◆ **Exercise**: Repeat exactly the lines below that lie between the line with "Target: vaulted ceiling" and the line with "pixel 329 167.", counting both of those lines as part of the answer.

◆ **Input material**:
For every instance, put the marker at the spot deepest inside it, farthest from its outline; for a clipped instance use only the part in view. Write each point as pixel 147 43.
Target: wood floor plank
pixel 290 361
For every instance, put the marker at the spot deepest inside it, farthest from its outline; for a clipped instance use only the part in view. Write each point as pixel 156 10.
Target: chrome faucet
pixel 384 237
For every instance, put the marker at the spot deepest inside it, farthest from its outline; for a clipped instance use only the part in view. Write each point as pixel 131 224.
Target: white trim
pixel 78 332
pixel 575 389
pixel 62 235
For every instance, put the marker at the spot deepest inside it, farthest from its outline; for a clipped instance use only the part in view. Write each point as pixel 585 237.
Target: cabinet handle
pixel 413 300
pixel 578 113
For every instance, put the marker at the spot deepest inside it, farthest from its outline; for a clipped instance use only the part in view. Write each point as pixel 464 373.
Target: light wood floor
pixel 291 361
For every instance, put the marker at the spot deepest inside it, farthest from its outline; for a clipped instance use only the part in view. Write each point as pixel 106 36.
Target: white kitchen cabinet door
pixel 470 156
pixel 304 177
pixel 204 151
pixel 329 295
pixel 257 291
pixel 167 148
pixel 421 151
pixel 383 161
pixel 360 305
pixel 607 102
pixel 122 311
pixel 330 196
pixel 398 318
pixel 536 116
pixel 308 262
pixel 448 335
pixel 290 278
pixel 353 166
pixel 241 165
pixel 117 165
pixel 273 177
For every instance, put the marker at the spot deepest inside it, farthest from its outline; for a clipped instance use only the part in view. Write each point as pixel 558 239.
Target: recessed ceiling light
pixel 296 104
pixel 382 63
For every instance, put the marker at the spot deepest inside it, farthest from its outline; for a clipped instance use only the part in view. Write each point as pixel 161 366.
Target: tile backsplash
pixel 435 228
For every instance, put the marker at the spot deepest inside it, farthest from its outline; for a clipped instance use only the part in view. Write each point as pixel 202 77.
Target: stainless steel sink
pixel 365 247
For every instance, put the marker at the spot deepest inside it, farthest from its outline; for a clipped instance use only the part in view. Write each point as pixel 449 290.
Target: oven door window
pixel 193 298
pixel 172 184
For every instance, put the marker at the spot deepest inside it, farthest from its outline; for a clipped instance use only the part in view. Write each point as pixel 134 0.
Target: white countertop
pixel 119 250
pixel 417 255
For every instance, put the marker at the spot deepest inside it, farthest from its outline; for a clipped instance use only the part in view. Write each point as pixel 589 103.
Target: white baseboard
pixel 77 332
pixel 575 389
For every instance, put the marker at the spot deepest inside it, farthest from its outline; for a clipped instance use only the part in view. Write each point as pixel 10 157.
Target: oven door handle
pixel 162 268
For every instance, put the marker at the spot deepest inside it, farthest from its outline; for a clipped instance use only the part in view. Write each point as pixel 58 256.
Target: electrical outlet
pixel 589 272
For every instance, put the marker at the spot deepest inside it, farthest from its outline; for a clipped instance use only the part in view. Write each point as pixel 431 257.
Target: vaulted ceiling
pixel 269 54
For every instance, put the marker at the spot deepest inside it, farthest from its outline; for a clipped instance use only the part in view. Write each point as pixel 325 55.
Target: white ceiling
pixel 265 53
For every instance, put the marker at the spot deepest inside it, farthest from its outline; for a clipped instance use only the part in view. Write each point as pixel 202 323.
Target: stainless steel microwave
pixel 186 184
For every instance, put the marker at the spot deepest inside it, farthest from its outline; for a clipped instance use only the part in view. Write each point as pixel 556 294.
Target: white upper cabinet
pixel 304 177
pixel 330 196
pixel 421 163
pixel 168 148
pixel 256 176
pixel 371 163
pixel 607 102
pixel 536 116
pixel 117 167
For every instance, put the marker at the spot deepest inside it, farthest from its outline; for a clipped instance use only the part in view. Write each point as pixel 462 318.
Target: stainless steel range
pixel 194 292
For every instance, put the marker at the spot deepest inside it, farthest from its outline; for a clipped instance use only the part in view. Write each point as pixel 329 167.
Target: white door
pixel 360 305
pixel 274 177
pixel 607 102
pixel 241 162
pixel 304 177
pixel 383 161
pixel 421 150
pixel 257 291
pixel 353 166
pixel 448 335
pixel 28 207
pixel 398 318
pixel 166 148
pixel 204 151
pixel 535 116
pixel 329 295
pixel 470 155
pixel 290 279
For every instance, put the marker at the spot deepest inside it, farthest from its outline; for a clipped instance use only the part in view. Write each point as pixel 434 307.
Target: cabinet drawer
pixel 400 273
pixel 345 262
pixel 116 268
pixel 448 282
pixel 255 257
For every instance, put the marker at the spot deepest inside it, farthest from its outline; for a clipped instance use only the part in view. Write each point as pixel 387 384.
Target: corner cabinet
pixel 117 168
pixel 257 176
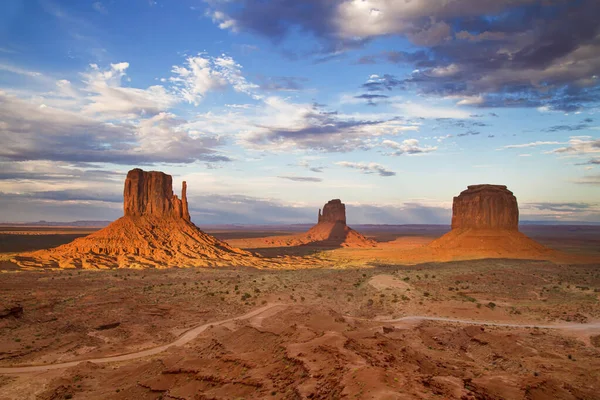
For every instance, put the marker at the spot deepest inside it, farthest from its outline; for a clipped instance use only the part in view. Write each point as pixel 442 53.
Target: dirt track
pixel 194 332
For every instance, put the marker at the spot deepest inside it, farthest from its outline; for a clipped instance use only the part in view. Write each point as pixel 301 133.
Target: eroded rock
pixel 150 193
pixel 485 207
pixel 333 211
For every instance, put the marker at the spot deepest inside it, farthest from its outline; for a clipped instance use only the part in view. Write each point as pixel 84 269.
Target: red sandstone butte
pixel 485 224
pixel 330 231
pixel 333 211
pixel 485 207
pixel 151 194
pixel 155 232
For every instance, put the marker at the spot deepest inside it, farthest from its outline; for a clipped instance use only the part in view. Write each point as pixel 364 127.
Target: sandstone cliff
pixel 485 207
pixel 151 194
pixel 333 211
pixel 330 231
pixel 485 224
pixel 155 231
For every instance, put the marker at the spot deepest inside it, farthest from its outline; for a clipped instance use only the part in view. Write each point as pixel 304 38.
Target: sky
pixel 268 109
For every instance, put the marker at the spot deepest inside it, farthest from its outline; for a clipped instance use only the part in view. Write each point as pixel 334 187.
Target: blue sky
pixel 271 108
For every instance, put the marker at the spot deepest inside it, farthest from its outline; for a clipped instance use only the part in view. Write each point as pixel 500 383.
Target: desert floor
pixel 369 327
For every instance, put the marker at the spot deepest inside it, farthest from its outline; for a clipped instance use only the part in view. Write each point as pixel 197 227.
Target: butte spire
pixel 155 231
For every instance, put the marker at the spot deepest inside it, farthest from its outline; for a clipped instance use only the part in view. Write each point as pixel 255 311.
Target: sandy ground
pixel 368 329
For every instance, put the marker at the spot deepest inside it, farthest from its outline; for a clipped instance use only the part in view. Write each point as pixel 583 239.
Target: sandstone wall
pixel 333 211
pixel 151 194
pixel 486 207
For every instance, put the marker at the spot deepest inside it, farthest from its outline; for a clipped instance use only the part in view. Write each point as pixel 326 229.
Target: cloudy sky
pixel 268 109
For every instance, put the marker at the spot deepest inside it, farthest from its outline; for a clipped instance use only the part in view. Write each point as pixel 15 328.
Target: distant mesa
pixel 155 232
pixel 485 207
pixel 485 224
pixel 151 194
pixel 330 231
pixel 334 211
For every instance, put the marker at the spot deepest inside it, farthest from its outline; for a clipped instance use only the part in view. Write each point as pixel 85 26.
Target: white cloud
pixel 367 168
pixel 532 144
pixel 416 110
pixel 408 146
pixel 223 20
pixel 580 145
pixel 20 71
pixel 202 74
pixel 280 125
pixel 108 99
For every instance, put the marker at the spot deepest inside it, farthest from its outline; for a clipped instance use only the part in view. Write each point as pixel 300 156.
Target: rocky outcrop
pixel 485 207
pixel 155 231
pixel 330 231
pixel 151 194
pixel 485 224
pixel 333 211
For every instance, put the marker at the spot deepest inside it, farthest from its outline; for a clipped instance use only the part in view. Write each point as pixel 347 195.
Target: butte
pixel 155 232
pixel 485 224
pixel 331 230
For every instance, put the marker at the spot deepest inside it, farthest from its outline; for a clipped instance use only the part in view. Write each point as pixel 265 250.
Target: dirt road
pixel 194 332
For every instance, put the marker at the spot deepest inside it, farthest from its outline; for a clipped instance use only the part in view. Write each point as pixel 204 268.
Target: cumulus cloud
pixel 418 110
pixel 201 74
pixel 589 180
pixel 108 99
pixel 579 145
pixel 301 178
pixel 408 146
pixel 284 126
pixel 532 144
pixel 30 132
pixel 282 83
pixel 492 53
pixel 367 168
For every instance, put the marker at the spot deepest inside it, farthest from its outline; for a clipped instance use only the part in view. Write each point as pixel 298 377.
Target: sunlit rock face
pixel 333 211
pixel 151 194
pixel 486 207
pixel 155 232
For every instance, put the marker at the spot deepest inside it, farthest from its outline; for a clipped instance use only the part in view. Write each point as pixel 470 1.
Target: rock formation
pixel 485 223
pixel 330 231
pixel 155 231
pixel 333 211
pixel 485 207
pixel 151 194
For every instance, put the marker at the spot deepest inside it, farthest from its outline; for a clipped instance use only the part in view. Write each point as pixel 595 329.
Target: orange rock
pixel 155 231
pixel 485 207
pixel 151 194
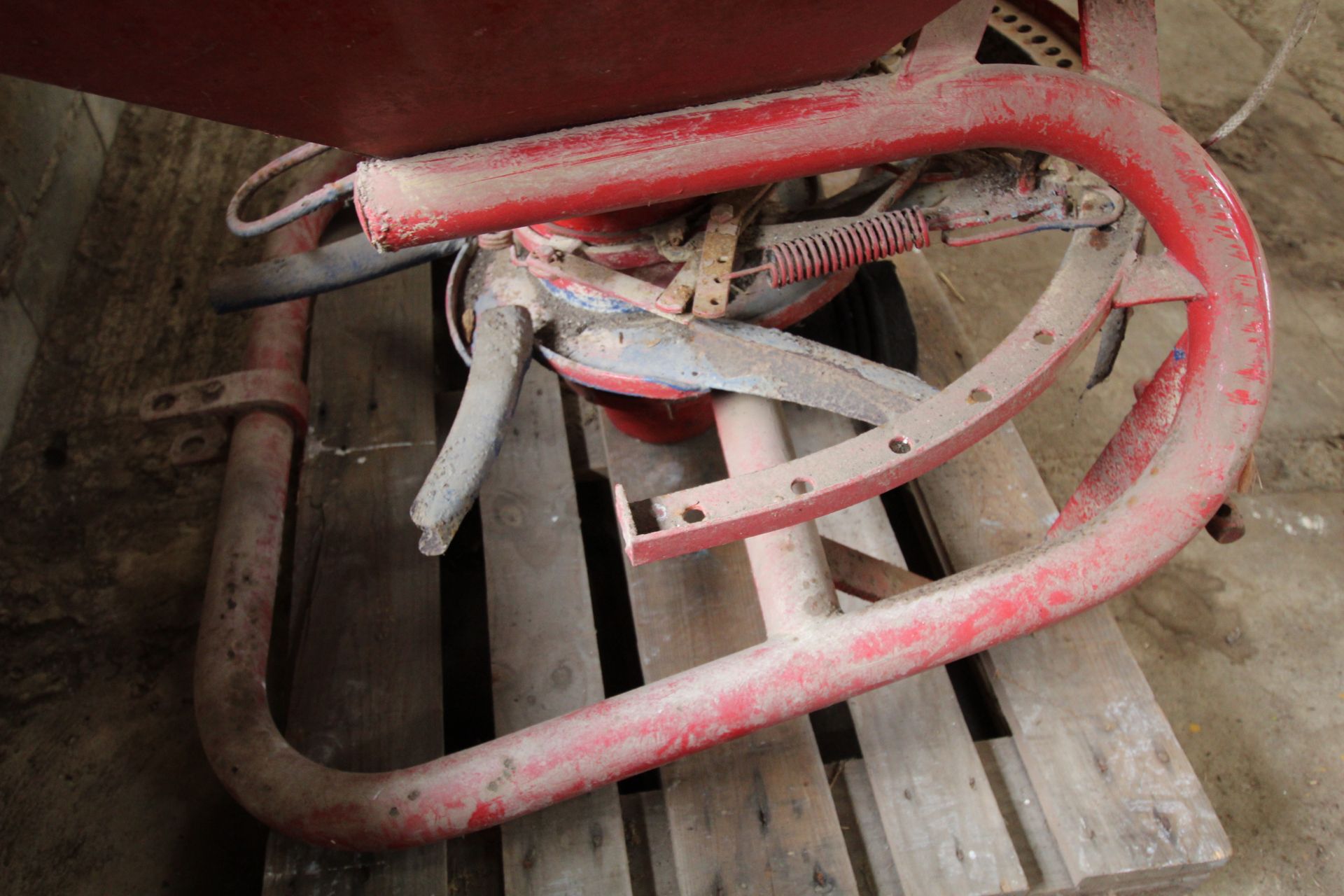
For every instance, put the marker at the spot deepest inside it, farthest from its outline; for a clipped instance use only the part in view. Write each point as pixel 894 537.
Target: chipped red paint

◆ **Response to the task**:
Target: vaulted ceiling
pixel 269 54
For every instance, put the marker at the spot deepest inside it, farthest from its outline; for a clipped instance use only the part in view. Write each point as pixel 325 55.
Target: white ceiling
pixel 265 53
For every instance, put the marker at the spot deepest inside it, farthest from its outline; for a clipped instance use only the part in view. Write each point as pixel 202 323.
Target: stainless steel microwave
pixel 186 184
For every instance, put the marker at the spot deepest inside it, farthest from its outline; for a clipped instance use only the part in view. Write each point as pixel 556 294.
Target: white upper cabinet
pixel 304 177
pixel 330 196
pixel 421 163
pixel 168 148
pixel 256 176
pixel 371 163
pixel 607 102
pixel 536 116
pixel 117 167
For every instance, put the marker at the spot deepest inside it, farthest from its outline; for a clipped instance use only the part in view. Write each point as pixel 462 318.
Target: stainless steel range
pixel 194 292
For every instance, put the marker at the spot deepest inside it, farthest from its outline; for a clipped instance use only the part in view. Write each point as pixel 329 167.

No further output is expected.